EXERCISE DESCRIPTION: Count the lines in the data below that contain the string "window". Give only the resulting number.

INPUT:
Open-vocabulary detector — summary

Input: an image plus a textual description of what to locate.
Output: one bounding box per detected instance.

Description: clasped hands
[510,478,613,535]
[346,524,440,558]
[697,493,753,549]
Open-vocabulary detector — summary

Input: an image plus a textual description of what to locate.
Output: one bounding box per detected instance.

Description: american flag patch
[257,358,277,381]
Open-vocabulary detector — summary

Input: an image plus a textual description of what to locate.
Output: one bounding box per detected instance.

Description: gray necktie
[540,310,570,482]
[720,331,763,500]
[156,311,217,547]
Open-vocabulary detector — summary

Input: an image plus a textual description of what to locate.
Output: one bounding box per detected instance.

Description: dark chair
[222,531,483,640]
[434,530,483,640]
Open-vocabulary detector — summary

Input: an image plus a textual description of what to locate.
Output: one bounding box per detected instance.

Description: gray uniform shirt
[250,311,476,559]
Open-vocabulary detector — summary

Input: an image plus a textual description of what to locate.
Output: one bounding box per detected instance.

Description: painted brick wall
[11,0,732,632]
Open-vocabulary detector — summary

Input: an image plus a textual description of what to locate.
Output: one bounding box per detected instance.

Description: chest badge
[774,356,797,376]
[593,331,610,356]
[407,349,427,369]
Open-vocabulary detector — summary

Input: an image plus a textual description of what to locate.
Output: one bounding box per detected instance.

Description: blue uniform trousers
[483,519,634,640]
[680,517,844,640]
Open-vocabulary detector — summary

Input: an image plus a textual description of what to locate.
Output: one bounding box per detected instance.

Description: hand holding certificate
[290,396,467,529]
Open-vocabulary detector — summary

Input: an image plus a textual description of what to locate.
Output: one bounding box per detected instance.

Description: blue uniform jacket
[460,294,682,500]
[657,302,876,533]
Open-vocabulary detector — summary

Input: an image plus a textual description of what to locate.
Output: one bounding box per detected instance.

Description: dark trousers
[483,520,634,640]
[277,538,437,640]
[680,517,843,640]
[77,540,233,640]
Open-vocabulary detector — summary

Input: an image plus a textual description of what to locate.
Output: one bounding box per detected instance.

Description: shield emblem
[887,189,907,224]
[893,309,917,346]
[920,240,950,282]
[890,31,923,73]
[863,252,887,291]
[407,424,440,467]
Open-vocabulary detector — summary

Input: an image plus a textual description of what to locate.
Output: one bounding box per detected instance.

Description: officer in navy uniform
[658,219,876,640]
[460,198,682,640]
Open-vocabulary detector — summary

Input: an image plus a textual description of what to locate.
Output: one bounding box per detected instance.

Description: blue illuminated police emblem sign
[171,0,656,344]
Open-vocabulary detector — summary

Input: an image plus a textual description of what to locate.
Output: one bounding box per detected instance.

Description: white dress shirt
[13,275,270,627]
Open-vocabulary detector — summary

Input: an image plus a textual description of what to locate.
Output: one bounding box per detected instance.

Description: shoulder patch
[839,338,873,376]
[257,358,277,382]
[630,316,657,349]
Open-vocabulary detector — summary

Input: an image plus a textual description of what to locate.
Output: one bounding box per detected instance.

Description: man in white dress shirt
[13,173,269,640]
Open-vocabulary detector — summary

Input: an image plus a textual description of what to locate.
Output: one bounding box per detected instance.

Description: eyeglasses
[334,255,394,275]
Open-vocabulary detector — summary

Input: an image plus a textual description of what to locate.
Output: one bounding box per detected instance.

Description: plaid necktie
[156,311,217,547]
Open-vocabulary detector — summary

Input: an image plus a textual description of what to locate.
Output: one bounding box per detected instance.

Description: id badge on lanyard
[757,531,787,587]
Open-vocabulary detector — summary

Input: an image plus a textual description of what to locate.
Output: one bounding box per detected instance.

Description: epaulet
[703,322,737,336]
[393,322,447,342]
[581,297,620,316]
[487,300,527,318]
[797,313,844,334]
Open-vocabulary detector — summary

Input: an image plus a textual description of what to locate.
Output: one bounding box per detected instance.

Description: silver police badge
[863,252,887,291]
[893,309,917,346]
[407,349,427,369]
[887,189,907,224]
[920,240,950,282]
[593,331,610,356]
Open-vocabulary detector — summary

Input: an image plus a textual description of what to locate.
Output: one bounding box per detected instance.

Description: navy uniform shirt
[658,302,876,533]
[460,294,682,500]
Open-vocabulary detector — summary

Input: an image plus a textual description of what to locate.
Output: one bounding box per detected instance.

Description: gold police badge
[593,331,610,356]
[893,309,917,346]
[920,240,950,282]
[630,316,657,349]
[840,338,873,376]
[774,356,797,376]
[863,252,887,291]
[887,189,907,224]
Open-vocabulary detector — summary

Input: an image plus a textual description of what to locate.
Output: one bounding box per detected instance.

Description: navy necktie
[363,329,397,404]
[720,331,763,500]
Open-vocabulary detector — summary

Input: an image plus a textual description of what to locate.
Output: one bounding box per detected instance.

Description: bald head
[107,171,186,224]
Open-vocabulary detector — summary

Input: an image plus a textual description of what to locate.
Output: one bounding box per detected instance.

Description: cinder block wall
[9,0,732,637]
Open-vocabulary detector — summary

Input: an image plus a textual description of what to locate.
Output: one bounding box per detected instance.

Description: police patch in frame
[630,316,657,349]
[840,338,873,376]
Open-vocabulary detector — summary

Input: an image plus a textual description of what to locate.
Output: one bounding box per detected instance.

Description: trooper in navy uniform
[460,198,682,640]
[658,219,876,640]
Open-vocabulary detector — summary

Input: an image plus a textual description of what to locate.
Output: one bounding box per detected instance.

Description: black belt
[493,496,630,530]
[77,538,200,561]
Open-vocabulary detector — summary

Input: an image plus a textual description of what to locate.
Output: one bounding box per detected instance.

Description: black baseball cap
---
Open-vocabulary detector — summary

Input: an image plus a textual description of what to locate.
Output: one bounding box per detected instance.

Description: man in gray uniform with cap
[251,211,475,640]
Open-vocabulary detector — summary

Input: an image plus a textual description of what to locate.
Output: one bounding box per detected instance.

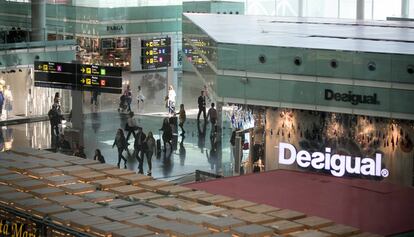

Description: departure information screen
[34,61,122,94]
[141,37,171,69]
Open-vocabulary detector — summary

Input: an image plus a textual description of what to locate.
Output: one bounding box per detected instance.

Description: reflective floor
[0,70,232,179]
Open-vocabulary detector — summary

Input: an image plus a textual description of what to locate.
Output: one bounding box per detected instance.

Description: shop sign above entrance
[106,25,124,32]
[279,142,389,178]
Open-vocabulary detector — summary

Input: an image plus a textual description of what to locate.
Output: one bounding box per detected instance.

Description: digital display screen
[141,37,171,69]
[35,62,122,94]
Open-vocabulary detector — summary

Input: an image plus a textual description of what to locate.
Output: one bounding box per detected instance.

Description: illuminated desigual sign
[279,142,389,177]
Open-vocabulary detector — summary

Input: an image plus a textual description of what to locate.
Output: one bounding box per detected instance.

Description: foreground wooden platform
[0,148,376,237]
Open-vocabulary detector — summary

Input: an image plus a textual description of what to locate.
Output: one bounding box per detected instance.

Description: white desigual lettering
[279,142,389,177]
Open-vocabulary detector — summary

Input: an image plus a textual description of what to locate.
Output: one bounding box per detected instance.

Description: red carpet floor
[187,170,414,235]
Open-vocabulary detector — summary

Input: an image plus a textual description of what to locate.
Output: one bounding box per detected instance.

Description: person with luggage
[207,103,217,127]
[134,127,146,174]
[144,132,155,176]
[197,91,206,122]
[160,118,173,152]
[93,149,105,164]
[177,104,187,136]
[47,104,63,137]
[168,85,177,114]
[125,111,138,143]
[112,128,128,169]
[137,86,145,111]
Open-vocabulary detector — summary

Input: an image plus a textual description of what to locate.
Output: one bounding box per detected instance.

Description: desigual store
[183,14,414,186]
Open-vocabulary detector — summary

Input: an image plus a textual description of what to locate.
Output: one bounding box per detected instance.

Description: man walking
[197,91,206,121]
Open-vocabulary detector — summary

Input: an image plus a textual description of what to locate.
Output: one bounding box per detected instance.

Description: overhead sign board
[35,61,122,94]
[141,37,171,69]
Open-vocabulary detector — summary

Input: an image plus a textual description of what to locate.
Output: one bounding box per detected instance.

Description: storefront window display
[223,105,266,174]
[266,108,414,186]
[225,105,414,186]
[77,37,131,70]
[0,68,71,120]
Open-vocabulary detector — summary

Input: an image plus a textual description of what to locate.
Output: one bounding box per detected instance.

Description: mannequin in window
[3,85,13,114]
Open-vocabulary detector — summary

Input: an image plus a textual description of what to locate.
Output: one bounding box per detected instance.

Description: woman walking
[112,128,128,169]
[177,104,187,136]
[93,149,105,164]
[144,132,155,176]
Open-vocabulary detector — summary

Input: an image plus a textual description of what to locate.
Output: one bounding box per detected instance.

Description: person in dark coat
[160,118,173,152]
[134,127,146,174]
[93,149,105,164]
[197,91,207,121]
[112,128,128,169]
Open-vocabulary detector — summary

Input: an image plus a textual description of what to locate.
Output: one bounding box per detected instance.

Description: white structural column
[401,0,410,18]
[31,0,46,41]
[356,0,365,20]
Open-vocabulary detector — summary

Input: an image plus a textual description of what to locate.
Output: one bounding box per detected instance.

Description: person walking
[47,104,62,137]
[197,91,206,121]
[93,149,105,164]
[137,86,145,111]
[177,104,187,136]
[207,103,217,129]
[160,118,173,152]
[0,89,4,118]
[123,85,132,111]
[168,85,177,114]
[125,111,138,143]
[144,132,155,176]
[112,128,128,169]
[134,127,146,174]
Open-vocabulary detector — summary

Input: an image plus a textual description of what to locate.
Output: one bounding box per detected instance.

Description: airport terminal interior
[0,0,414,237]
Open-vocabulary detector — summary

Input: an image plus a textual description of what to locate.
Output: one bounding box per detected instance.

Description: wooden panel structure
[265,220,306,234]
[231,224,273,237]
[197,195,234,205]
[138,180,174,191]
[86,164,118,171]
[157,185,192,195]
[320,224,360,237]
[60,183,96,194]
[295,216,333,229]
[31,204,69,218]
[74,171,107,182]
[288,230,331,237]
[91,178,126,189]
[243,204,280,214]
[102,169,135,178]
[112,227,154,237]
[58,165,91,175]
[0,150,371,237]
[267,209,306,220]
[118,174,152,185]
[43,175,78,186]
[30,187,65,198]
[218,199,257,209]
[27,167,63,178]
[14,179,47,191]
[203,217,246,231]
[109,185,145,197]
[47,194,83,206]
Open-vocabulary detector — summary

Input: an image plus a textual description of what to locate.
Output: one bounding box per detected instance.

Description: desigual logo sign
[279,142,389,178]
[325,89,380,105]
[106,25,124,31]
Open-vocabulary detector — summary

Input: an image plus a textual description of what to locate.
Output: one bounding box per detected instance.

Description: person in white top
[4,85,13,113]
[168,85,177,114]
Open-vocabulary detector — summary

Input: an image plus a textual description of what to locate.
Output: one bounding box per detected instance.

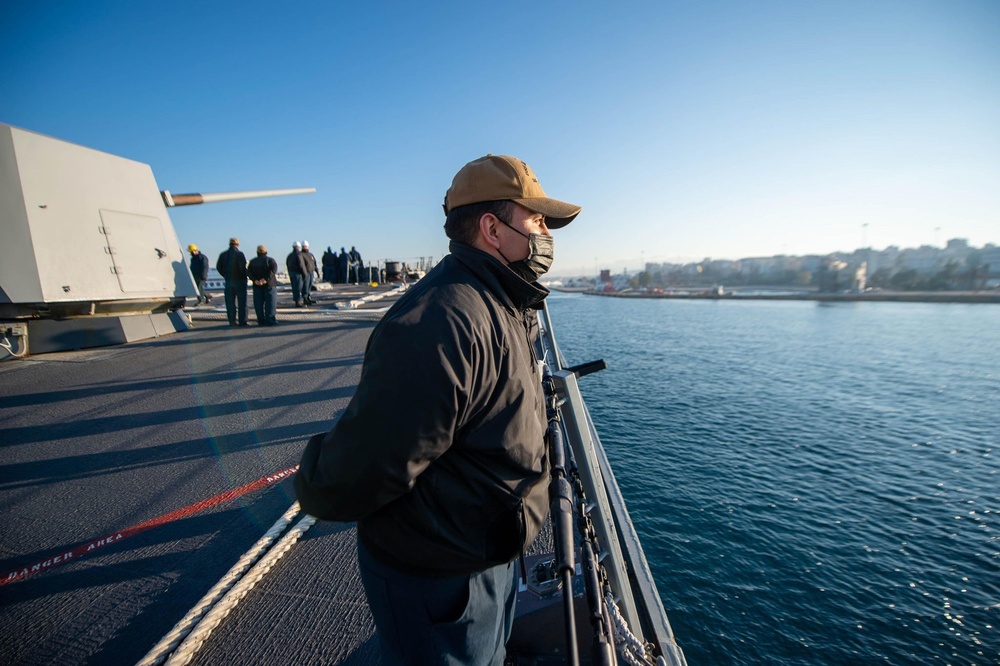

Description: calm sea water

EXERCISE RESPONSE: 2